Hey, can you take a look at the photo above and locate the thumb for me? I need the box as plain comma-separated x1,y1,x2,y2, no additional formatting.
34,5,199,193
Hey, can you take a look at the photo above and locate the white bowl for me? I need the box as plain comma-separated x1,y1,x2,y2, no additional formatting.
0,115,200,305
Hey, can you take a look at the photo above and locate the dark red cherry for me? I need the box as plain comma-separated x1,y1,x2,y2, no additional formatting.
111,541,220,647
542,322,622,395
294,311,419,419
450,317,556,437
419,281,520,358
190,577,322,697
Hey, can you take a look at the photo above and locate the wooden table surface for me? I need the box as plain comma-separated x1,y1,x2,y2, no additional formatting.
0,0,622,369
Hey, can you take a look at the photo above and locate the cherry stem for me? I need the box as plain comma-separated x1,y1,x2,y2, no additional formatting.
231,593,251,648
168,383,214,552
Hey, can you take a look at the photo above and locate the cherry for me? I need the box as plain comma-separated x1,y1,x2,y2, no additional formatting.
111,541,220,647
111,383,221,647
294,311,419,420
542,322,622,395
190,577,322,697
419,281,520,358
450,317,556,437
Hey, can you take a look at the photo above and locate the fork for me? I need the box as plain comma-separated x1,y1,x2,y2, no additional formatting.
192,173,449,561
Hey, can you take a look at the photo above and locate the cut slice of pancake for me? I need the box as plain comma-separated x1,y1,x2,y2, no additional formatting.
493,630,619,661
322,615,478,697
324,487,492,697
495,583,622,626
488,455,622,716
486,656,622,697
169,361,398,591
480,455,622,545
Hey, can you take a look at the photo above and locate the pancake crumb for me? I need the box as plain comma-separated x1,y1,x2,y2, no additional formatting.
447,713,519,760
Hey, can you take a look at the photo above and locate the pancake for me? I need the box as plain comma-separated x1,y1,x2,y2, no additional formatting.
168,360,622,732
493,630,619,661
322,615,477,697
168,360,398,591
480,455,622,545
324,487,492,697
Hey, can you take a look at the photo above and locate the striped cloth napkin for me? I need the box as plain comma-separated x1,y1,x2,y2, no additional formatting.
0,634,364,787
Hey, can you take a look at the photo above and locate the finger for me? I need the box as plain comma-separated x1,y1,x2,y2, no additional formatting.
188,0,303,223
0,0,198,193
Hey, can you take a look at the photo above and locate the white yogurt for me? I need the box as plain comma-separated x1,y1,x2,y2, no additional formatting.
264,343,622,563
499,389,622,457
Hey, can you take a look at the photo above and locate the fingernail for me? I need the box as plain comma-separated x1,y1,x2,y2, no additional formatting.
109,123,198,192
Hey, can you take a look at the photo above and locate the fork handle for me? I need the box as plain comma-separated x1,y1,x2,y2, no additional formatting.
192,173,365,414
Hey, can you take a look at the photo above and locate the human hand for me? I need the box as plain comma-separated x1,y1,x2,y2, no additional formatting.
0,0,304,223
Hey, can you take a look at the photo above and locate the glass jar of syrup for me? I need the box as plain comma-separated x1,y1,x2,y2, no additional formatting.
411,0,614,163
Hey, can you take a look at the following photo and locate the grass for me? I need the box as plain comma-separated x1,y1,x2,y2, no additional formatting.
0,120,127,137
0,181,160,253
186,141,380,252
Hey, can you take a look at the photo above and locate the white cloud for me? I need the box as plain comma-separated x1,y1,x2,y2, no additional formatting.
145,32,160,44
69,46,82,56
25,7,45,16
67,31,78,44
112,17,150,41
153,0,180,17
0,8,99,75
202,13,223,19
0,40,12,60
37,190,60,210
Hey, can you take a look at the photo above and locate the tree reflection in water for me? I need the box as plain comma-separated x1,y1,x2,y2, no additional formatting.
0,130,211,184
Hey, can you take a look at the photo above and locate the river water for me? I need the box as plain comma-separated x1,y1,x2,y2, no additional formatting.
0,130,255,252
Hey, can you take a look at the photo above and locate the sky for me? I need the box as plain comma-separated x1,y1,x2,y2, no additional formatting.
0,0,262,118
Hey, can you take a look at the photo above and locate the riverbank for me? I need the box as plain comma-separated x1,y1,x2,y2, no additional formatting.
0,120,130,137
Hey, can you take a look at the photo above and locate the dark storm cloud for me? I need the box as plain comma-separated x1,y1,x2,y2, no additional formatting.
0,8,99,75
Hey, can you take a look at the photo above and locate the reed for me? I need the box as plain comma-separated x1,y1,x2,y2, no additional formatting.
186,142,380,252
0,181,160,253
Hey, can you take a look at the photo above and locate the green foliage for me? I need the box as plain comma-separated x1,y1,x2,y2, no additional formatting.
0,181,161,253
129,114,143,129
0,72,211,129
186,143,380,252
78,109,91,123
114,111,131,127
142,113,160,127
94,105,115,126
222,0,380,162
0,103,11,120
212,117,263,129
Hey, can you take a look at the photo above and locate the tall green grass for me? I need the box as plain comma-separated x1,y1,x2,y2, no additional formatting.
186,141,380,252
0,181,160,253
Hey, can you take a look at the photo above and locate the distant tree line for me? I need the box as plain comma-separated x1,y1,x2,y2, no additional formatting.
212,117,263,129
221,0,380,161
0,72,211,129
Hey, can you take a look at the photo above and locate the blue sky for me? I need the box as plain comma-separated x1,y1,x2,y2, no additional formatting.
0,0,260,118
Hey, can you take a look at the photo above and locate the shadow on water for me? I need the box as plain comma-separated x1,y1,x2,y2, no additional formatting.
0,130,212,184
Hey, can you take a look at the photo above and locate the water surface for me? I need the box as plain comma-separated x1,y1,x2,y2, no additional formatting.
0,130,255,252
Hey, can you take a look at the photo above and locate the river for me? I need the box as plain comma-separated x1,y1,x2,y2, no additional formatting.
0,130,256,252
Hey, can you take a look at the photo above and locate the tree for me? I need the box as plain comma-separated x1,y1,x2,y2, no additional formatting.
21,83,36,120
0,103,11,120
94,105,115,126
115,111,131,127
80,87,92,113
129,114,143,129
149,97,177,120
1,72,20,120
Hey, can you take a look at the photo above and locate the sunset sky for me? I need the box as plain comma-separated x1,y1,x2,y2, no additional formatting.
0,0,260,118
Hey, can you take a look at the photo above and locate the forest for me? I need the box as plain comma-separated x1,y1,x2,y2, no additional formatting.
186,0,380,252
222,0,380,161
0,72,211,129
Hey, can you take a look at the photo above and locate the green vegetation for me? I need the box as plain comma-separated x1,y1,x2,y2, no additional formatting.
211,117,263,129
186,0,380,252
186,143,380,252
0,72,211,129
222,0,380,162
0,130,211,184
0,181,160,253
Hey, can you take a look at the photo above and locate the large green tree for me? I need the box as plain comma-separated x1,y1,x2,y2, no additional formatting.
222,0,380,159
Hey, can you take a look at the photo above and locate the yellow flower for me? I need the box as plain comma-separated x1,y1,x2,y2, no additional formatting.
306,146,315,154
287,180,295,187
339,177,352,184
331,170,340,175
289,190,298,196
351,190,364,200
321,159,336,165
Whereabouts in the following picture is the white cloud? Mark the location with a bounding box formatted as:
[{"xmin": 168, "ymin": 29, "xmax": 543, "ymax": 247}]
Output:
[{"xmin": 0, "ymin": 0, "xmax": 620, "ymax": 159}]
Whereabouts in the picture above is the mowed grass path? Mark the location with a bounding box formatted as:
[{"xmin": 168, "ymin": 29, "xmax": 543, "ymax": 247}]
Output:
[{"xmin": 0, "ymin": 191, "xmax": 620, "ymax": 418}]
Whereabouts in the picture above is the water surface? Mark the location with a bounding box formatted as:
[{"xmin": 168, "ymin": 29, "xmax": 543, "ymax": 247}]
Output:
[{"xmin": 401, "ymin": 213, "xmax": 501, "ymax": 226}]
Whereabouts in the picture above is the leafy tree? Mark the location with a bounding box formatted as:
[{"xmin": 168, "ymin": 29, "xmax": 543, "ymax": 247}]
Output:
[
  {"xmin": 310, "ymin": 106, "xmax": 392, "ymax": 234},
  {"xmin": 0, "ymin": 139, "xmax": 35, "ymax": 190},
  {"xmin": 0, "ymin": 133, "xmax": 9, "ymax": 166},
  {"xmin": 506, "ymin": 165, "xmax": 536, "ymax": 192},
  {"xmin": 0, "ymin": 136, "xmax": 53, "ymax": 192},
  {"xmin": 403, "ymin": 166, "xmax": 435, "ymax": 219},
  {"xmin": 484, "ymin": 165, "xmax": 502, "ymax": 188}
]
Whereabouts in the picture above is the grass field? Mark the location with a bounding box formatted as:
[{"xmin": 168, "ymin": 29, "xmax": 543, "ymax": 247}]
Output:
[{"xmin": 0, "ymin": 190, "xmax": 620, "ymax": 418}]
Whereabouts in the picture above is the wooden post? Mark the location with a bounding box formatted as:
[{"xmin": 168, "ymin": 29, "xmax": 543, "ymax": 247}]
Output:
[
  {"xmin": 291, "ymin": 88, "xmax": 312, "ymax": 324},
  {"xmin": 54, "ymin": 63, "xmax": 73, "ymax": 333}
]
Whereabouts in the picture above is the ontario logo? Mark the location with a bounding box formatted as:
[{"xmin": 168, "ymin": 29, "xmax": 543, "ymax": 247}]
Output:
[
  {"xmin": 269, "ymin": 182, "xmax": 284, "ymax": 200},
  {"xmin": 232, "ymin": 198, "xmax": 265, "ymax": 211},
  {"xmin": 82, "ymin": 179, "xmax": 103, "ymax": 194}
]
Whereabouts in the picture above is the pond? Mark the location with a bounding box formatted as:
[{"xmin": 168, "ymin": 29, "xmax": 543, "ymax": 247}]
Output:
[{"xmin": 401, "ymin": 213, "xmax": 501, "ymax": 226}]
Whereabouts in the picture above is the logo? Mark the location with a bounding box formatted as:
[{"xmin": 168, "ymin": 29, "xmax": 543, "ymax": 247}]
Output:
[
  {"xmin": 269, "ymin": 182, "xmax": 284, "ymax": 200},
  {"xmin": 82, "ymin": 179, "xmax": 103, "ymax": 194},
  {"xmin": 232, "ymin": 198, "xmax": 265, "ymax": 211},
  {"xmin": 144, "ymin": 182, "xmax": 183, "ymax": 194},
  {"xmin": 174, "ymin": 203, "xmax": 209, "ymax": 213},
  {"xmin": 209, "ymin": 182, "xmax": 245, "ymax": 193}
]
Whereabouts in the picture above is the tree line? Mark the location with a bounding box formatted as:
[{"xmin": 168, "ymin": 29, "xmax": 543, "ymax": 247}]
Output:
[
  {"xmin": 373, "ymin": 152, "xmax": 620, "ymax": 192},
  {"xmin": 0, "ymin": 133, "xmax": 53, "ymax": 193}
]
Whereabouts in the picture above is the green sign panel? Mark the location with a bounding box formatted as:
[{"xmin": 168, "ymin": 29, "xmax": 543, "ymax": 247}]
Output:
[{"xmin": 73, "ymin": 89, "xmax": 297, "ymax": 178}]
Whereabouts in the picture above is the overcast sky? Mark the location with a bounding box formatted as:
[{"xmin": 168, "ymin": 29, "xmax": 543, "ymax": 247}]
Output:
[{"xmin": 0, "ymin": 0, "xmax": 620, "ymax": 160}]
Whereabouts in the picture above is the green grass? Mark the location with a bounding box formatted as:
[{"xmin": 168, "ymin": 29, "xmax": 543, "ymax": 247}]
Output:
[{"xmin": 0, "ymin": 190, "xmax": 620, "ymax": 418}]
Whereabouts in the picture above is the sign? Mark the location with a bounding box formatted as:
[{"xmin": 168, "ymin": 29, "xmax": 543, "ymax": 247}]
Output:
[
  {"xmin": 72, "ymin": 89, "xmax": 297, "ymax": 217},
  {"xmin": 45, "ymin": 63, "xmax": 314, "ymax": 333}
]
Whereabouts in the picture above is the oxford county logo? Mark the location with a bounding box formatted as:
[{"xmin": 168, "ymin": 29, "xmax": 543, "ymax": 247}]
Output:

- _Task_
Output every line from the beginning of the items through the line containing "0,115,200,305", inclusive, as a JSON list of strings with one string per line and blank lines omitted.

- _Task solution_
[
  "Hey, can you take a look at the photo above and locate the thumb for me? I need the box as plain comma-separated x1,y1,x2,y2, no additional formatting.",
  "34,5,199,193",
  "Hey, can you take a look at the photo above and locate the white bowl for me? I need the box as plain comma-separated x1,y1,x2,y2, no additional formatting.",
  "0,115,200,305"
]